- **Problem set**
**a.** According to the CSW session report, on what day and date did the 59th session of the Commission on the Status of Women conclude?
**b.** Reproduce word for word the stretch of the CSW session report from "The WILPF delegation" through "and Security (WPS).".

- **Document extract**
......

The 59th session of the Commission on the Status of Women (CSW) concluded on Friday 20 March and it has been an exciting two weeks in New York!
The WILPF delegation hailed from around the world including from Australia, Denmark, Japan, Norway, Palestine, Syria. Together, we brought attention to critical gaps 20 years after the Beijing Declaration and Platform for Action on issues of women and armed conflict. Together, we demanded that actions move from commitments to accomplishments.
WILPF Events Demand Accountability 20 Years After Beijing
WILPF’s events powerfully brought attention to the need to address the root causes of violence and war and integrate issues of disarmament, women’s human rights, and Women, Peace and Security (WPS).
At WILPF’s 6 March Women Confronting ISIS all day symposium, women peace leaders from Iraq, Syria, and other countries around the world mapped the relationship between gender based abuses under ISIS/DAESH and state-sanctioned discrimination and violence against women in Iraq and Syria. “Women must never be used as a military strategy” said global author of the UNSCR 1325 Global Review Radhika Coomaraswamy. Syrian human rights lawyer and WILPF MENA Project Associate Laila Alodaat further commented that “local women and activists on the ground are key to fighting ISIS.”

......

- **Material provided**
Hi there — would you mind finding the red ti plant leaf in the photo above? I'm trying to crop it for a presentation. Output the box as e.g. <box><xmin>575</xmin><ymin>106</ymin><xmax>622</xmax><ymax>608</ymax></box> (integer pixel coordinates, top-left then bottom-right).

......

- **The replies**
**a.** Friday 20 March

**b.**
The WILPF delegation hailed from around the world including from Australia, Denmark, Japan, Norway, Palestine, Syria. Together, we brought attention to critical gaps 20 years after the Beijing Declaration and Platform for Action on issues of women and armed conflict. Together, we demanded that actions move from commitments to accomplishments.
WILPF Events Demand Accountability 20 Years After Beijing
WILPF’s events powerfully brought attention to the need to address the root causes of violence and war and integrate issues of disarmament, women’s human rights, and Women, Peace and Security (WPS).